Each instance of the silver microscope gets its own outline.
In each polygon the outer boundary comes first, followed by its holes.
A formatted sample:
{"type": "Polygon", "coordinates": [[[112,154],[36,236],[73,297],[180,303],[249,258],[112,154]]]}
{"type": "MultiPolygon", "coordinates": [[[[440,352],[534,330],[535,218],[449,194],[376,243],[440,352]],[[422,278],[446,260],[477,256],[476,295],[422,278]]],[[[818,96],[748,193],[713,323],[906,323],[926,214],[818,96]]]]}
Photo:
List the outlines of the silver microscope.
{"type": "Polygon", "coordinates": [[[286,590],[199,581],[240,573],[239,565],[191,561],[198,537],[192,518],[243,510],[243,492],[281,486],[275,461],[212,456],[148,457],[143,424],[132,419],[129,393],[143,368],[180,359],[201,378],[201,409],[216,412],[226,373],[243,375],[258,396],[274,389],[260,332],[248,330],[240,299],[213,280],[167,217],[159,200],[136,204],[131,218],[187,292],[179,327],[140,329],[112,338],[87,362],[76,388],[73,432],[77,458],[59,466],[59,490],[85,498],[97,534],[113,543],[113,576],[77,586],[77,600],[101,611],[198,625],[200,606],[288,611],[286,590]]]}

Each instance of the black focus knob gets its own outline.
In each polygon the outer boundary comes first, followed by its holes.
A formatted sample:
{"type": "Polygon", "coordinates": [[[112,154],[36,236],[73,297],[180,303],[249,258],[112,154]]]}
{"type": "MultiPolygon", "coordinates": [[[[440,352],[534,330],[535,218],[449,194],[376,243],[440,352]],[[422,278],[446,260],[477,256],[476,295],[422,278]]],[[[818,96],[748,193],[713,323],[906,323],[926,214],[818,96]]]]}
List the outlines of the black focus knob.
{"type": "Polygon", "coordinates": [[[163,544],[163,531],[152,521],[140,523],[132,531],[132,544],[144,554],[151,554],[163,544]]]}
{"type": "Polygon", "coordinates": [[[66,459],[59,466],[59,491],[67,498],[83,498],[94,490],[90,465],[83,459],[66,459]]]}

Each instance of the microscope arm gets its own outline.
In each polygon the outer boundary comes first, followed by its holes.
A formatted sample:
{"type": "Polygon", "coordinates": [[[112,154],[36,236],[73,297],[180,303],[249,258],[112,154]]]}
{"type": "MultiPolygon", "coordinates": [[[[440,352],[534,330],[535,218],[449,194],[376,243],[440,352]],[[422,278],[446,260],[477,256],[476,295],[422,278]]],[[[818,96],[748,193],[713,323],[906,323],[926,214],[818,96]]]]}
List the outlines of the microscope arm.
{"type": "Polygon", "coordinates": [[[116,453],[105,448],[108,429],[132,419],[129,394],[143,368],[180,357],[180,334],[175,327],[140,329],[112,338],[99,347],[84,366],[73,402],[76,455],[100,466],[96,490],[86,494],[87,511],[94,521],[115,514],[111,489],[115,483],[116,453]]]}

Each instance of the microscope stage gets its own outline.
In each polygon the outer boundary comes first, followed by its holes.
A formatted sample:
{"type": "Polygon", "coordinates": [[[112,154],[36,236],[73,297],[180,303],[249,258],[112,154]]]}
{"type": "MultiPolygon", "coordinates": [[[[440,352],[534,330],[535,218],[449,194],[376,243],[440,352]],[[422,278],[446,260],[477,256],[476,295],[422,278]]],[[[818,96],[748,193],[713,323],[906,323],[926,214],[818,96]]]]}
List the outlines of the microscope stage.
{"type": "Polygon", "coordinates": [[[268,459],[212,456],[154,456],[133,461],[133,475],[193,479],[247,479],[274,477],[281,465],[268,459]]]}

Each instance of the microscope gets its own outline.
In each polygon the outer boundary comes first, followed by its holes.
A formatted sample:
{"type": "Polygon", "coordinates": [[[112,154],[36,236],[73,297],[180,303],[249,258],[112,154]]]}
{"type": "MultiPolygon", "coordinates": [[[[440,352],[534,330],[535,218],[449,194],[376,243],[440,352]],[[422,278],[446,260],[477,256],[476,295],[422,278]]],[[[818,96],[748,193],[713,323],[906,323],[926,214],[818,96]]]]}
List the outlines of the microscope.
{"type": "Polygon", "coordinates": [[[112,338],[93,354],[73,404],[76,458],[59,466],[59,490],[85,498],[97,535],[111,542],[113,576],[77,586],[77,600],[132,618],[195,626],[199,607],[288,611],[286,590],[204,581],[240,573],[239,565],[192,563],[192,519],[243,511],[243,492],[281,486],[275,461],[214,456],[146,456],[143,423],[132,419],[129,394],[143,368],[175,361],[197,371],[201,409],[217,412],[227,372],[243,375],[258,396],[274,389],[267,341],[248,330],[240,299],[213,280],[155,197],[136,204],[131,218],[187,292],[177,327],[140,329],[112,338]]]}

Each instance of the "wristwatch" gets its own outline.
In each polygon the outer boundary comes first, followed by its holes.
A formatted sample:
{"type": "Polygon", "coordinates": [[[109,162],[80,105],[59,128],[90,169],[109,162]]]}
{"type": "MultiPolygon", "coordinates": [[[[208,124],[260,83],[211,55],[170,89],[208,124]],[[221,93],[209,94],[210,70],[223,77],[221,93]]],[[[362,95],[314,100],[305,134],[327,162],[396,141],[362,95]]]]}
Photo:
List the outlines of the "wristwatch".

--- DIRECTIONS ---
Above are some records. Count the lines among them with the word "wristwatch", and answer with the number only.

--- ANSWER BELOW ---
2